## Job
From the line that includes "# test: identify one keypoint per instance of the brown" to the last line of the data, quote each line precisely; both boundary lines belong in the answer.

────

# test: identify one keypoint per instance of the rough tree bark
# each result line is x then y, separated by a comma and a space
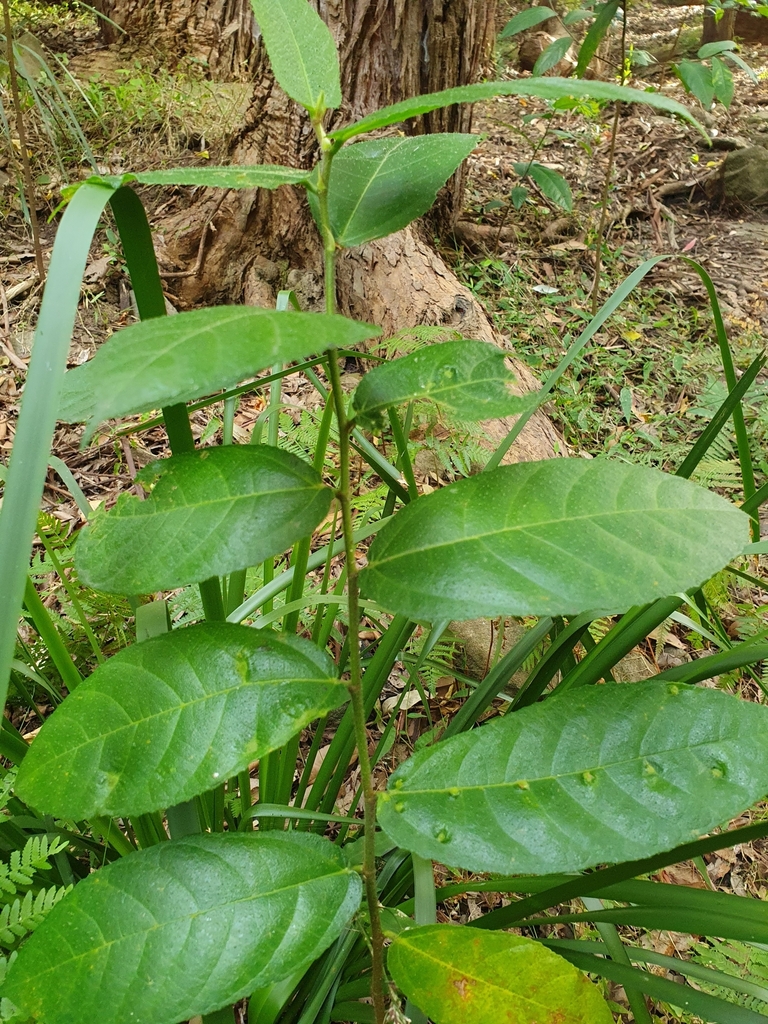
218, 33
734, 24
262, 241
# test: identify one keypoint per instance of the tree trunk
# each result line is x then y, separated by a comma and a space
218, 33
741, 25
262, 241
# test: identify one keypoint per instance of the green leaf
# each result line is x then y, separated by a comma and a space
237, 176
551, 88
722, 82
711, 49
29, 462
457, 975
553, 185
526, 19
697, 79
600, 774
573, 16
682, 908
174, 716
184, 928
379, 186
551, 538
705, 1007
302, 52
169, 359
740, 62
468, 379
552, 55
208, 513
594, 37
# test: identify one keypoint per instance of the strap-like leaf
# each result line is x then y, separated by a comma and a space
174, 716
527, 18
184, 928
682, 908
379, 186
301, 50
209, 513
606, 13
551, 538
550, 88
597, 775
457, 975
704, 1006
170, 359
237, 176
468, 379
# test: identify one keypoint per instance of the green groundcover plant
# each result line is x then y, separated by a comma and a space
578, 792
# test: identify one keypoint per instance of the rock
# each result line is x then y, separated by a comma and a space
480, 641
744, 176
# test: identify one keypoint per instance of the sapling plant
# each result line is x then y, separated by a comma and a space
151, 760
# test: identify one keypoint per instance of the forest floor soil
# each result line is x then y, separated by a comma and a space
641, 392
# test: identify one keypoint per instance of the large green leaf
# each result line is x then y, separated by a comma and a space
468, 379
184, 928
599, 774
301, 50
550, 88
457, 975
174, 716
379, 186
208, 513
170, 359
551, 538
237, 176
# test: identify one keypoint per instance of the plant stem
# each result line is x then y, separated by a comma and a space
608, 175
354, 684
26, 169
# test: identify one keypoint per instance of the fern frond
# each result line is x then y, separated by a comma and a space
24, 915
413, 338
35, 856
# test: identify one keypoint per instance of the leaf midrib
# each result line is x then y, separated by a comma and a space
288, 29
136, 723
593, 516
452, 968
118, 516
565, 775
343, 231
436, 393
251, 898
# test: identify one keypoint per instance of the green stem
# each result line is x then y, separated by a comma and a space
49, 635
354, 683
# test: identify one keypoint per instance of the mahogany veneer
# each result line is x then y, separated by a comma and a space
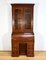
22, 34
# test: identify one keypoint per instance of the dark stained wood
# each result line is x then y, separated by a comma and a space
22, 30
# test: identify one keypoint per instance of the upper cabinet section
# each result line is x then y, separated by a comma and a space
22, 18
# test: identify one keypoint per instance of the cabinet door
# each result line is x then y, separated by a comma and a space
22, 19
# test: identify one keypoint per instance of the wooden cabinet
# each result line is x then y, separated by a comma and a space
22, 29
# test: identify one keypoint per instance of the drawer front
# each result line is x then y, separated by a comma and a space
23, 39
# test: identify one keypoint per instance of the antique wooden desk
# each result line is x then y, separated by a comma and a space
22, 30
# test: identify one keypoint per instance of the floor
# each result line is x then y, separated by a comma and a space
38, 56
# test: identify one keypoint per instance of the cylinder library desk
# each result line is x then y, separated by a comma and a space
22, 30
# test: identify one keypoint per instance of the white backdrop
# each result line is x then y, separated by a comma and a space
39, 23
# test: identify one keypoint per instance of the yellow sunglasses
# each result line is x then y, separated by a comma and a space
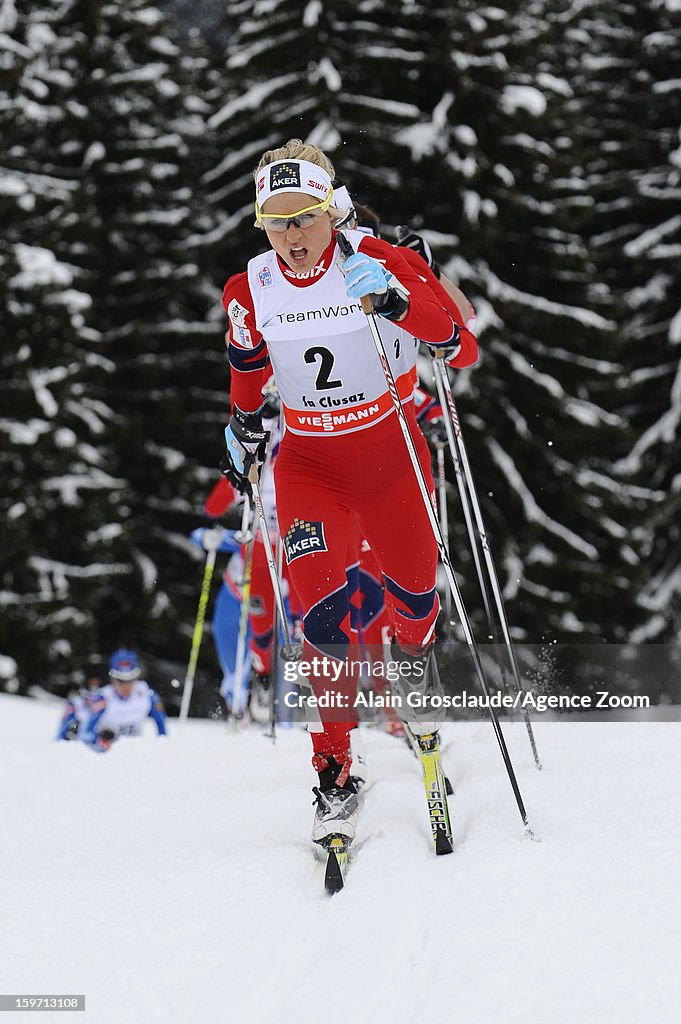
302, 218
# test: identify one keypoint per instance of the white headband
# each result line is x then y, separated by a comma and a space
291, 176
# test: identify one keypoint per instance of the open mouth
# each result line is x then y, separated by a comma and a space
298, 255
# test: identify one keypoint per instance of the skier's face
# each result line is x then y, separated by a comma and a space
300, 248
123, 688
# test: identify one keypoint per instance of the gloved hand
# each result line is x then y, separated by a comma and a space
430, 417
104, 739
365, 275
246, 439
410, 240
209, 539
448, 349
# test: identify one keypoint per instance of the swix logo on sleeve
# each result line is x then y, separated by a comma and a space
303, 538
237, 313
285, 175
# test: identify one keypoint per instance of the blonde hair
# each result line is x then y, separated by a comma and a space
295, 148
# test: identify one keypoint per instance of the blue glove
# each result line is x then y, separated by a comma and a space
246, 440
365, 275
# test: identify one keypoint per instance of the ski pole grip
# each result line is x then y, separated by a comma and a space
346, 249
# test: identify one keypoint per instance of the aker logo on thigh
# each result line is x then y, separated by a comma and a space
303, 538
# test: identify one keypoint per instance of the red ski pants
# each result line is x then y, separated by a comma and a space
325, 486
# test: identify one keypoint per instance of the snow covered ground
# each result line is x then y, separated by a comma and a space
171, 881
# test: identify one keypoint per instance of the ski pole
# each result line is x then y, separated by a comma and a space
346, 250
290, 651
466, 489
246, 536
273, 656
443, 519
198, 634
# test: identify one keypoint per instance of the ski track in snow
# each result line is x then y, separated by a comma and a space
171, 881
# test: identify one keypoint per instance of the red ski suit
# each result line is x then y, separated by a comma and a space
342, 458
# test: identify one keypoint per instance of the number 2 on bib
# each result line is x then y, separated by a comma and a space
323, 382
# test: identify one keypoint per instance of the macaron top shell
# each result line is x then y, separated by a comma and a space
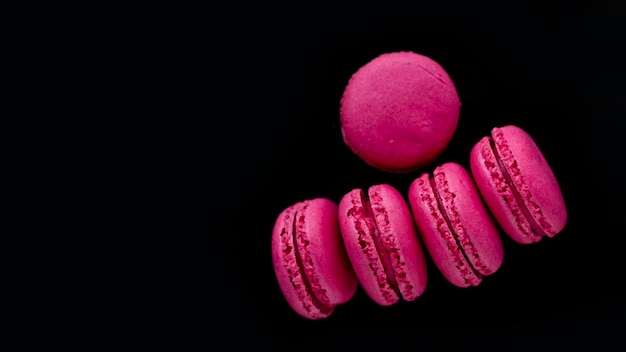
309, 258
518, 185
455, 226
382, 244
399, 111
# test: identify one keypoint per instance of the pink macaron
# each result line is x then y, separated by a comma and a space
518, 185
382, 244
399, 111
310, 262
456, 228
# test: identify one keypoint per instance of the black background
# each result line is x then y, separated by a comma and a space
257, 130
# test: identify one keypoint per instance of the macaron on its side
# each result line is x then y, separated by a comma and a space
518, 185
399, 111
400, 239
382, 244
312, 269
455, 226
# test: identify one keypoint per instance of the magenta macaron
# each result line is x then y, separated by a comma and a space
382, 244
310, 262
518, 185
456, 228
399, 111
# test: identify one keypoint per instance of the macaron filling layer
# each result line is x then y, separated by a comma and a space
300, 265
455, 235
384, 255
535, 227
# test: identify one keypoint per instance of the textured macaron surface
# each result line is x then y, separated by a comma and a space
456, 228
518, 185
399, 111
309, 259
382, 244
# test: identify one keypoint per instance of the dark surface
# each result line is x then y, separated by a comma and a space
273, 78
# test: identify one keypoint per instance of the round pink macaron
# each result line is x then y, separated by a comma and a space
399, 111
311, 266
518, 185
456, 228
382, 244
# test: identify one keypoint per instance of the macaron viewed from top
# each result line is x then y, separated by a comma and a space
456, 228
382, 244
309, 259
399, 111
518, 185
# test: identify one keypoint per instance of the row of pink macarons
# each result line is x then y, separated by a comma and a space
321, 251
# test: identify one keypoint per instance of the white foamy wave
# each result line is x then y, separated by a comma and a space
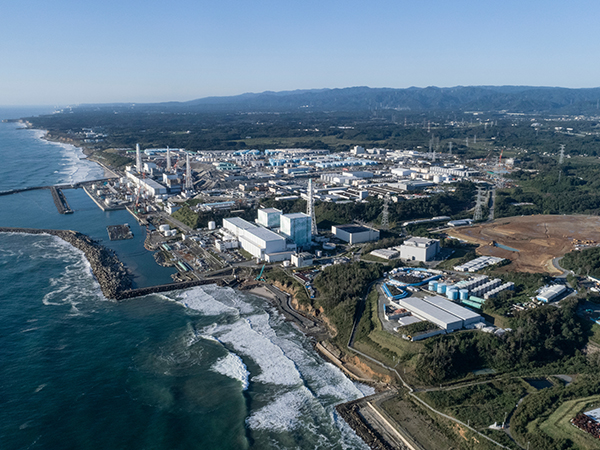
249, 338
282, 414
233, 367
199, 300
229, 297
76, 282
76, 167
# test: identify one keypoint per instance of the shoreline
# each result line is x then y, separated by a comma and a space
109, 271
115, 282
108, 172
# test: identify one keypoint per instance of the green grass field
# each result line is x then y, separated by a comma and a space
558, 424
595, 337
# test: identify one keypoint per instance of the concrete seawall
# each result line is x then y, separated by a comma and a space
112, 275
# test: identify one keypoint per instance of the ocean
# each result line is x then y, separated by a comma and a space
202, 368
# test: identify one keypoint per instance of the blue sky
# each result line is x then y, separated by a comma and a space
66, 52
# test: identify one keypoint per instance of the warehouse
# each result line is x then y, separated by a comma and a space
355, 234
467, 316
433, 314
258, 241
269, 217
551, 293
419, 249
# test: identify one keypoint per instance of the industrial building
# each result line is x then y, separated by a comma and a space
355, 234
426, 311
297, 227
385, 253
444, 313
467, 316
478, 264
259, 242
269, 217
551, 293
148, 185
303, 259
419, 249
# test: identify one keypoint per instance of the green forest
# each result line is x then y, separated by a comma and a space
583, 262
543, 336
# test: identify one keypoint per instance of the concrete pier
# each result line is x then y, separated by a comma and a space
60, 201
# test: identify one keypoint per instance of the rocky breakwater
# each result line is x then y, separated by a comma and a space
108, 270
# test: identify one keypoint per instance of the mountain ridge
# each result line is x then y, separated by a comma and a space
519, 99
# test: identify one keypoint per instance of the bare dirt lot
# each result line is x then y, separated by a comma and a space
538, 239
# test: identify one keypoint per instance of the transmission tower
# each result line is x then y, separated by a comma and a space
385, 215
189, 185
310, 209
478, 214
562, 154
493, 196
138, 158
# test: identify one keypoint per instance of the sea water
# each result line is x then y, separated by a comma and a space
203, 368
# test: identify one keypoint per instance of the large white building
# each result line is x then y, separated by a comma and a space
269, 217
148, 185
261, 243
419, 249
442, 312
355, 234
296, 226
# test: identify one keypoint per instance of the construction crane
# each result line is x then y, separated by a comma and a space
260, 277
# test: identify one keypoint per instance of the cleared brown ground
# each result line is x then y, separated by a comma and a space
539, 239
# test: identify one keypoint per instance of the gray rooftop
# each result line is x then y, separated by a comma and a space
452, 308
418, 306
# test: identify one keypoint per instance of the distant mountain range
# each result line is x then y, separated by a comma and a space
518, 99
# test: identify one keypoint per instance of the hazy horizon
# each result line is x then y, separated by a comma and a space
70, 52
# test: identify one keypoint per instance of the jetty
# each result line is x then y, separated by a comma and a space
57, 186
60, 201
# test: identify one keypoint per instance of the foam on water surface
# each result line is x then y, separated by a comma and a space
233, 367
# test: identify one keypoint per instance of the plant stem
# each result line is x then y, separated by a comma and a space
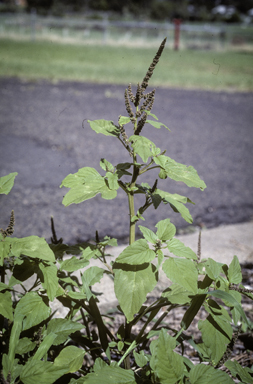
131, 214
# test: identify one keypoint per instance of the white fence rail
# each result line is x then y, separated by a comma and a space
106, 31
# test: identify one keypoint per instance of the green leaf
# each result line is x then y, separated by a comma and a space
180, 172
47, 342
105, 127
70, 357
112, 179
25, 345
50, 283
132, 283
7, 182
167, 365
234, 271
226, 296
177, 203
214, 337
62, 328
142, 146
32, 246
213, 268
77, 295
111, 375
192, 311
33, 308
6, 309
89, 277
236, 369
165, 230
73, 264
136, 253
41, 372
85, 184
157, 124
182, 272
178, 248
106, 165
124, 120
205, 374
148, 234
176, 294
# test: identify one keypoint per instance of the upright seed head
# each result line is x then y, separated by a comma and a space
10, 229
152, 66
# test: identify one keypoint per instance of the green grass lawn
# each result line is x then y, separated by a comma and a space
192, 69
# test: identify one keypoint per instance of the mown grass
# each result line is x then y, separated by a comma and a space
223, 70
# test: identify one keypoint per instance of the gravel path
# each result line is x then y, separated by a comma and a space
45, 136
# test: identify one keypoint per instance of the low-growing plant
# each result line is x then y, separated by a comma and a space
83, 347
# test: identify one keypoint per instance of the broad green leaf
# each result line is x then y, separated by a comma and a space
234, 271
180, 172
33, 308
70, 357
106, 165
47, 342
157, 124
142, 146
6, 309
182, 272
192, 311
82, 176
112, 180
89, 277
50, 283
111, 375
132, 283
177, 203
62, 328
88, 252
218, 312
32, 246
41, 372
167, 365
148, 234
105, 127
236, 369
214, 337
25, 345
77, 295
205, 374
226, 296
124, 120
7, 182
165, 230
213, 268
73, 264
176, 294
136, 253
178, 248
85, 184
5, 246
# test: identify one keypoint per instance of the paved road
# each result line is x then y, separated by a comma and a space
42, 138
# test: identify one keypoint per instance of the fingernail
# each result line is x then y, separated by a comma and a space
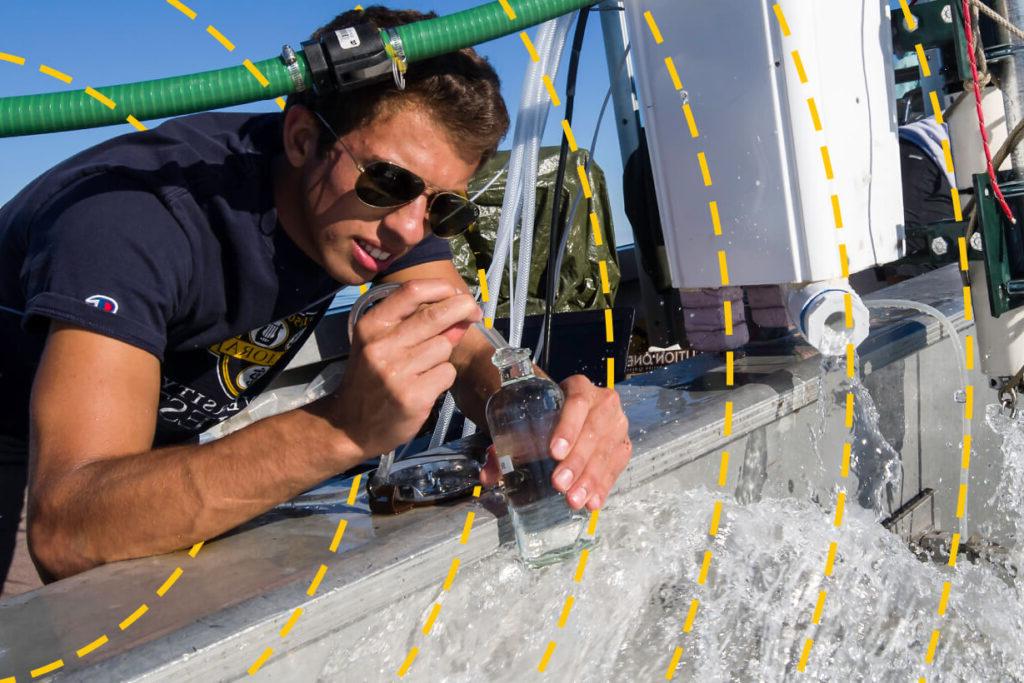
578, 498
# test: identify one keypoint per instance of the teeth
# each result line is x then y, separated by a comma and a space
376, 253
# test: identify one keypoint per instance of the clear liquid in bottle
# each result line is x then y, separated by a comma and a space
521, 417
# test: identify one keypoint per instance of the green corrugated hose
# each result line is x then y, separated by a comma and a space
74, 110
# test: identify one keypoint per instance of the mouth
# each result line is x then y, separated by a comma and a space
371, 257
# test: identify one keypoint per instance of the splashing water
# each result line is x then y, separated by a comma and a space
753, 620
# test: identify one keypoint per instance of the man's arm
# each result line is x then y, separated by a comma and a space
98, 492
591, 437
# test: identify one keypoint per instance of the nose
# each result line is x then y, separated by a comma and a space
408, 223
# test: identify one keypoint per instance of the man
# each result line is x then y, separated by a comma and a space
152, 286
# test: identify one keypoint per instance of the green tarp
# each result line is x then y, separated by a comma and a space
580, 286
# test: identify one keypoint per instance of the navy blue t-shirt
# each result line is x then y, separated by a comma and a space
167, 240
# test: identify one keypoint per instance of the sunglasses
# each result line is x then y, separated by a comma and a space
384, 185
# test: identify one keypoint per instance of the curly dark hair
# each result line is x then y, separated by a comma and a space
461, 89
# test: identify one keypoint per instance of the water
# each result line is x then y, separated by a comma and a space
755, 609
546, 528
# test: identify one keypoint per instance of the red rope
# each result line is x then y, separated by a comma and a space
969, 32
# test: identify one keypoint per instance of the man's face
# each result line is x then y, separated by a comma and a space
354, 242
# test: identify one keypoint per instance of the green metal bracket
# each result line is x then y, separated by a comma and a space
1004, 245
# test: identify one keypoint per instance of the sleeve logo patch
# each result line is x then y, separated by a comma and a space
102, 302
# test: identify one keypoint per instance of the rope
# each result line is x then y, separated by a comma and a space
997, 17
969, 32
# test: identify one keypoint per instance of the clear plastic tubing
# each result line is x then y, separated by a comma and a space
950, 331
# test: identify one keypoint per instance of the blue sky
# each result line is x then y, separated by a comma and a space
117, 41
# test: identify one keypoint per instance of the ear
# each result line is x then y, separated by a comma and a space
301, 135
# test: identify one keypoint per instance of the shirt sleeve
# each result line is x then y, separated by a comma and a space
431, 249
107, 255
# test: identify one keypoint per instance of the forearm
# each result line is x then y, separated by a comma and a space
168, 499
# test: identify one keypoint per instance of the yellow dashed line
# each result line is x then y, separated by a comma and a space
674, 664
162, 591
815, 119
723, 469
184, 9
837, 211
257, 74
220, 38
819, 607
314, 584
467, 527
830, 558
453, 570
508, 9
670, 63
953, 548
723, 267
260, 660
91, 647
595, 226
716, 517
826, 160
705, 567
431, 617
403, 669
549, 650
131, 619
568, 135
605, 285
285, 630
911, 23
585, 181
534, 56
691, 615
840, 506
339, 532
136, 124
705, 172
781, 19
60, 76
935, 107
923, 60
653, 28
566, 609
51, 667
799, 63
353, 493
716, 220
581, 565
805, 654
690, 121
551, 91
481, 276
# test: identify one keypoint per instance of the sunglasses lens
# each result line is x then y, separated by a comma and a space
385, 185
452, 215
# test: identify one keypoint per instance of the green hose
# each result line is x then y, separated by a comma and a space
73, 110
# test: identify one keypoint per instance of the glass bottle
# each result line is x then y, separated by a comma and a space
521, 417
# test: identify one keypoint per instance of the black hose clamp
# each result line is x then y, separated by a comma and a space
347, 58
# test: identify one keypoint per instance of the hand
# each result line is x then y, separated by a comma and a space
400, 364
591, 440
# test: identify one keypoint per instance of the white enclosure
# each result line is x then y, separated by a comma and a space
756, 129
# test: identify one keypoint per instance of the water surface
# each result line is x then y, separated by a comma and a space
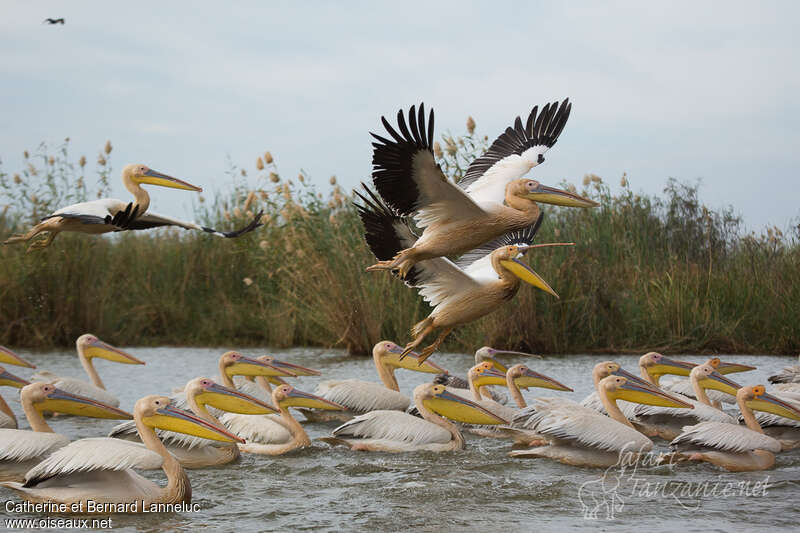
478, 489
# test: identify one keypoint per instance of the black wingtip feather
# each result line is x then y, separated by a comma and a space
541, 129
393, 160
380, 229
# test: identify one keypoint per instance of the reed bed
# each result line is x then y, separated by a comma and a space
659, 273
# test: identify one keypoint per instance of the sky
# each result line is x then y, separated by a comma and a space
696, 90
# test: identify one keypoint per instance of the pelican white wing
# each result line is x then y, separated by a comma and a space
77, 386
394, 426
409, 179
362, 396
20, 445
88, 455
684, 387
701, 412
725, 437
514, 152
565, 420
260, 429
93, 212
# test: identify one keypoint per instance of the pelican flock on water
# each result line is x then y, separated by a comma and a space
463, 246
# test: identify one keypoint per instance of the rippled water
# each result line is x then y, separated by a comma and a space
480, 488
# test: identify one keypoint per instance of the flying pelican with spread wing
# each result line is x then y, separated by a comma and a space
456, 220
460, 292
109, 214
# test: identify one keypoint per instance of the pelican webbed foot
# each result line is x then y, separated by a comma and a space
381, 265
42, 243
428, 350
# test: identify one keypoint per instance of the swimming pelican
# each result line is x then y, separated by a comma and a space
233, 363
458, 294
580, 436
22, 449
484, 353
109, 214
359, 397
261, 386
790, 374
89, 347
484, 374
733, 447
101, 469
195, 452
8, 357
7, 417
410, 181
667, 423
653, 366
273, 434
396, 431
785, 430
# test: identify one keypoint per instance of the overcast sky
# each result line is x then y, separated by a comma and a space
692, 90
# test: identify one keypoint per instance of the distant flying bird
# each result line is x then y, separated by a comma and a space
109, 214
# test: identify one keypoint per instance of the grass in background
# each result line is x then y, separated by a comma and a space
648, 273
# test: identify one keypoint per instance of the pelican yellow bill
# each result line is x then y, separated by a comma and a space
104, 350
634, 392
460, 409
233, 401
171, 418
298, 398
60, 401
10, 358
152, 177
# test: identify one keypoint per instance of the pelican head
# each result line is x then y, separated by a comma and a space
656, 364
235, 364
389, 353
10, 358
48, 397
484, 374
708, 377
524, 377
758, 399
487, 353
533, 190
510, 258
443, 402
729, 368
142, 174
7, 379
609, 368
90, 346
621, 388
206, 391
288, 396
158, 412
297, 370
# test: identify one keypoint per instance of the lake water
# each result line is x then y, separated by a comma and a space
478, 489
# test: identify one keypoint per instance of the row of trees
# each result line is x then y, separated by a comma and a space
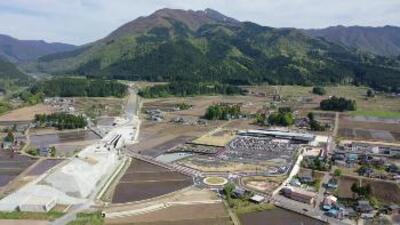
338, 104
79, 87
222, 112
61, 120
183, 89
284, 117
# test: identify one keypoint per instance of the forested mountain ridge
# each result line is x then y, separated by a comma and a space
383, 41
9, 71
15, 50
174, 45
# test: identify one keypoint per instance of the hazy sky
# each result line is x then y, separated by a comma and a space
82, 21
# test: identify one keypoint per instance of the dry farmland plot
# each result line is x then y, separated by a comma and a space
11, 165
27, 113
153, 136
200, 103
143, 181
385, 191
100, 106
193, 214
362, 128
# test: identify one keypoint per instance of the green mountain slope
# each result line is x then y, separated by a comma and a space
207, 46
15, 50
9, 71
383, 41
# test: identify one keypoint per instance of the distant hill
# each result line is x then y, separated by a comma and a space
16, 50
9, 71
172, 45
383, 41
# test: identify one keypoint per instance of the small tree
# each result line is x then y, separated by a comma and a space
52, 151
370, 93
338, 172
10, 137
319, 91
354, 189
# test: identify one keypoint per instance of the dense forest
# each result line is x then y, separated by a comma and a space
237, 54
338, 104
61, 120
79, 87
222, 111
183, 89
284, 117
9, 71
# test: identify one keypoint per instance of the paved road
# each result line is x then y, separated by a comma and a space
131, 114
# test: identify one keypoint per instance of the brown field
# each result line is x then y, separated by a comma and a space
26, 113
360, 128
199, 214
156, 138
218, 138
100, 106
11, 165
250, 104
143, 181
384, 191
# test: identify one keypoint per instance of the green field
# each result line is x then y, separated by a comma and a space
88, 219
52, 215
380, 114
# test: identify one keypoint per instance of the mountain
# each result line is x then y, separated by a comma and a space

────

## Solution to this task
# test: identify one keypoint per instance of the brown field
# each result line is x then y, separated by a comma and a space
26, 113
360, 128
199, 214
156, 138
218, 138
100, 106
11, 165
250, 104
143, 181
384, 191
# test: identify one keypoint per instance of the green field
# each result line is x then y, separated by a comma and a space
88, 219
52, 215
380, 114
# test: identify one keypoint per instance of the mountain
# each result line is x then y, separated by a comma and a space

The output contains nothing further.